Copy out everything from "3. Key Design" down to "for flush (durability)" in the durability design notes below, word for word.

-------- Source text --------

3. Key Design Challenges - Solutions

3.1 Challenge 1: Durability Guarantee

Recommendation: Two-phase protocol with explicit wait

Solution:

// Client code for durable commit
let lsn = wal.append(entry)?; // Phase 1: Log (fast, async)
wal.wait_for_lsn(lsn).await?; // Phase 2: Wait for flush (durability)

Rationale:

  • Separation of concerns: Logging vs durability
  • Flexibility: Clients choose their durability requirements
  • Performance: Non-critical writes can skip wait
  • Correctness: Explicit contract, no hidden behavior

Durability Modes:

  1. Synchronous Mode: wait_for_lsn() called automatically
  2. Group Commit Mode: wait_for_lsn() called by client
  3. Async Mode: no wait (fire-and-forget)

-------- Provided data --------

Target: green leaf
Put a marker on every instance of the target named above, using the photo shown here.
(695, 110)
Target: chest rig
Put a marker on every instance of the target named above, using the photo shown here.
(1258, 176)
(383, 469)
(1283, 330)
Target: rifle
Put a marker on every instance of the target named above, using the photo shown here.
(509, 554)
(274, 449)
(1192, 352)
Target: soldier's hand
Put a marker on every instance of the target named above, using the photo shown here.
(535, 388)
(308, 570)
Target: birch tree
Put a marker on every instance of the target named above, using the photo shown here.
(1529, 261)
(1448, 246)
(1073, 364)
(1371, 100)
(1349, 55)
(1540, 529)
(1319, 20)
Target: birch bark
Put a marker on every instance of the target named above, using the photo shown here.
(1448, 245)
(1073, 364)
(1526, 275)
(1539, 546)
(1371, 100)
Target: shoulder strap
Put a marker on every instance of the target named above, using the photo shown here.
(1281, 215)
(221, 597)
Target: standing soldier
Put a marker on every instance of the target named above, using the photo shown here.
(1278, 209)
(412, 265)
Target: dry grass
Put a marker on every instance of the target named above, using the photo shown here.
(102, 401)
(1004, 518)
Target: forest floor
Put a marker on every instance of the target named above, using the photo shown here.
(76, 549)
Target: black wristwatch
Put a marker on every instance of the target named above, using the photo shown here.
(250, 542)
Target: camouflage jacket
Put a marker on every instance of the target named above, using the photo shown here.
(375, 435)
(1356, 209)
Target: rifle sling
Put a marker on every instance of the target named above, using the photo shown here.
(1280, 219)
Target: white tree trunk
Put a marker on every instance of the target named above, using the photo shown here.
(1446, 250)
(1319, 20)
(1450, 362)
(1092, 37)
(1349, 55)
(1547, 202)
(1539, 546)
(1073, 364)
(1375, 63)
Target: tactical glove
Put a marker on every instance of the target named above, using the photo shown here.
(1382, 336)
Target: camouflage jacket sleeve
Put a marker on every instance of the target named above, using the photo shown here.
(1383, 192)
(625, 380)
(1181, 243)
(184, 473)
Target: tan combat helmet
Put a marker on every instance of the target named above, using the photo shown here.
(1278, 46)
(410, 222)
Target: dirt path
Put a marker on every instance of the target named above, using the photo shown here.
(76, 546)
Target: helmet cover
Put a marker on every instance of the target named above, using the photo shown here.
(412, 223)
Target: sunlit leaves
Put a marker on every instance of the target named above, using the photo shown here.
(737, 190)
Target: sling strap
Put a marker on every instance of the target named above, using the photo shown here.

--------

- **Solution to the problem**:
3. Key Design Challenges - Solutions

3.1 Challenge 1: Durability Guarantee

Recommendation: Two-phase protocol with explicit wait

Solution:

// Client code for durable commit
let lsn = wal.append(entry)?; // Phase 1: Log (fast, async)
wal.wait_for_lsn(lsn).await?; // Phase 2: Wait for flush (durability)